● **YOUR OBJECTIVE**: Would you reproduce, without any alteration, the lines from the opening line of the entries through the line that has "positive clicks: (304, 30) (272, 2)" in it?

● **DATA**:
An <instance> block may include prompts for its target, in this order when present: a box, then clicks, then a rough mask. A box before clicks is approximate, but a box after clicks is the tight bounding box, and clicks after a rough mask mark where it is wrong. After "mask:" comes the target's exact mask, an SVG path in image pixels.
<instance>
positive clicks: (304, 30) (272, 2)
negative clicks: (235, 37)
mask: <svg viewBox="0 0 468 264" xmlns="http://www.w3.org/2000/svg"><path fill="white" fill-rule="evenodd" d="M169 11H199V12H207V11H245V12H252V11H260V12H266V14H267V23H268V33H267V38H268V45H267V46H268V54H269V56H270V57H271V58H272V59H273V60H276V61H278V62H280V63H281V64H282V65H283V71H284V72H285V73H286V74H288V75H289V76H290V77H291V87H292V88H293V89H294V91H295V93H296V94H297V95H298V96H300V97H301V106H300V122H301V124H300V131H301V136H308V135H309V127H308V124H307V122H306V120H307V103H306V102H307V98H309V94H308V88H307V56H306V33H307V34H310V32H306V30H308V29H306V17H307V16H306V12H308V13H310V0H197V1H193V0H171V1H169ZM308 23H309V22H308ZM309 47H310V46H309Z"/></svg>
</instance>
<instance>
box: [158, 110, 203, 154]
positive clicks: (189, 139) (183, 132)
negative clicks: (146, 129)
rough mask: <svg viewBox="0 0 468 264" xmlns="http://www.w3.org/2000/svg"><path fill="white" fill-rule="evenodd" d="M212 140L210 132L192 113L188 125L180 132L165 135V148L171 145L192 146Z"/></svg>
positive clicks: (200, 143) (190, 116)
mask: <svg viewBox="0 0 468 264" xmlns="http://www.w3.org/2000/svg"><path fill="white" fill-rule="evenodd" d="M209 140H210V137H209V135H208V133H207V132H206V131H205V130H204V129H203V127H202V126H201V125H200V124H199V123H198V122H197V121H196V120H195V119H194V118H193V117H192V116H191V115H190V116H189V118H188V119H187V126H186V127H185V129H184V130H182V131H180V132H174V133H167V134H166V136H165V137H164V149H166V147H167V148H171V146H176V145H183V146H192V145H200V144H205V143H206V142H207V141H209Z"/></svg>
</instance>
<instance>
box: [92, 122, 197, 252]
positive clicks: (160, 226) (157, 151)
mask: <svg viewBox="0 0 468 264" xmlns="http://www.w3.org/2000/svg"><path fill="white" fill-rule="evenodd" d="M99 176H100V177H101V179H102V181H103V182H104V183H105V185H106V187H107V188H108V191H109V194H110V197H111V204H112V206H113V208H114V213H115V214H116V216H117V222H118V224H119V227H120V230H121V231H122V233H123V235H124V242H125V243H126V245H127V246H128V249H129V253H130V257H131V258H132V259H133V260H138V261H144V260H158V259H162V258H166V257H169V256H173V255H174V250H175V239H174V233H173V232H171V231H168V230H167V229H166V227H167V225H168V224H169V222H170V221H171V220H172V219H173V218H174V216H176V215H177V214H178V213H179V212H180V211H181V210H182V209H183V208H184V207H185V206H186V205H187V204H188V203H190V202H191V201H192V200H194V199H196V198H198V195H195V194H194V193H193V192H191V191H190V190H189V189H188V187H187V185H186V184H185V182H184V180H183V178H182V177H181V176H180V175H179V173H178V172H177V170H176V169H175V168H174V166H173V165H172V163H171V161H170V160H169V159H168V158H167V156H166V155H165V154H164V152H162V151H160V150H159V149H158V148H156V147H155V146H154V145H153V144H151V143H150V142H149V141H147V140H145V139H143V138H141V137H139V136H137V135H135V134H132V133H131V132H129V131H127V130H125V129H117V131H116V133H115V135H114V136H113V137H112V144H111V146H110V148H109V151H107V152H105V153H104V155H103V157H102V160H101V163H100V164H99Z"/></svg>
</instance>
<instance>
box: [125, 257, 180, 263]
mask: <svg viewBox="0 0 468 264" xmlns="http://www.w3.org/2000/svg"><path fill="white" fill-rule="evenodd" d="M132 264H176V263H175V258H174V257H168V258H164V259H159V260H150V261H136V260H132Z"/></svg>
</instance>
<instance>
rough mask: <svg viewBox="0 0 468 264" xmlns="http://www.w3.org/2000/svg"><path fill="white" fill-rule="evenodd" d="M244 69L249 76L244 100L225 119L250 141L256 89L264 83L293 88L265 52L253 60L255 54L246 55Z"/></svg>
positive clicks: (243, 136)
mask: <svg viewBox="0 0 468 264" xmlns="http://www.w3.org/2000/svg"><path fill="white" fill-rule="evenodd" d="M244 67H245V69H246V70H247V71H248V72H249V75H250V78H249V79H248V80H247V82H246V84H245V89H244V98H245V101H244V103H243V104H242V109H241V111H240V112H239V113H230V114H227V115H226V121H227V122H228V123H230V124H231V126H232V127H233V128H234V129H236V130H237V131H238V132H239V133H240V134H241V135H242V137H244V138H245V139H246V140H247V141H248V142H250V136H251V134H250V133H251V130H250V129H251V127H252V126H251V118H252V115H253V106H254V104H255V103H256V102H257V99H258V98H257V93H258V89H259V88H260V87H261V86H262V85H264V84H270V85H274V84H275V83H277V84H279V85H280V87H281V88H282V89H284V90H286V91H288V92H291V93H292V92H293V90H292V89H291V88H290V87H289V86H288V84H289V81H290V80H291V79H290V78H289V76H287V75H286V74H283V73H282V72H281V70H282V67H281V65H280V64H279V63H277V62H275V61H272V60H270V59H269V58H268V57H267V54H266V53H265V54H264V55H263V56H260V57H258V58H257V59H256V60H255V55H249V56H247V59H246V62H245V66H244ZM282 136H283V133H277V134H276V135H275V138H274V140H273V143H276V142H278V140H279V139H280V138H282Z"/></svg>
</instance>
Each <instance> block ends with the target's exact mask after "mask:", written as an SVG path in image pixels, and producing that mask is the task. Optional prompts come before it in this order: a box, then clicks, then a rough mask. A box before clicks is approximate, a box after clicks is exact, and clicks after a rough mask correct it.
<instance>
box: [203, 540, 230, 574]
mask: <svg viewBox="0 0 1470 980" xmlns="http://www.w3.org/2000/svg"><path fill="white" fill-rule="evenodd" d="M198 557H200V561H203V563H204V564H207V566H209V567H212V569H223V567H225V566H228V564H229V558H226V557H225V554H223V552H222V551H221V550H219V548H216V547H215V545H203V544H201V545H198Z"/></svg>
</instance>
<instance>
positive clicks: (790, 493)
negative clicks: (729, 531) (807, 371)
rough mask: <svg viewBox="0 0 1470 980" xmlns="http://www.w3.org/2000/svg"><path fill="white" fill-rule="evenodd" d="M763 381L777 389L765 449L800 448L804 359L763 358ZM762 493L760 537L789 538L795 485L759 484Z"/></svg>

● **ANSWER TO THIS TASK**:
An <instance> block may include prompts for its target, in this order when present: a box, then clicks, then a rough mask. A box before clicks is approximate, but a box after clicks is the tight bounding box, and clicks after a rough mask mark where it is wrong. After "mask:" comes the target's exact mask, an SVG path in image pixels.
<instance>
positive clicks: (304, 30) (272, 2)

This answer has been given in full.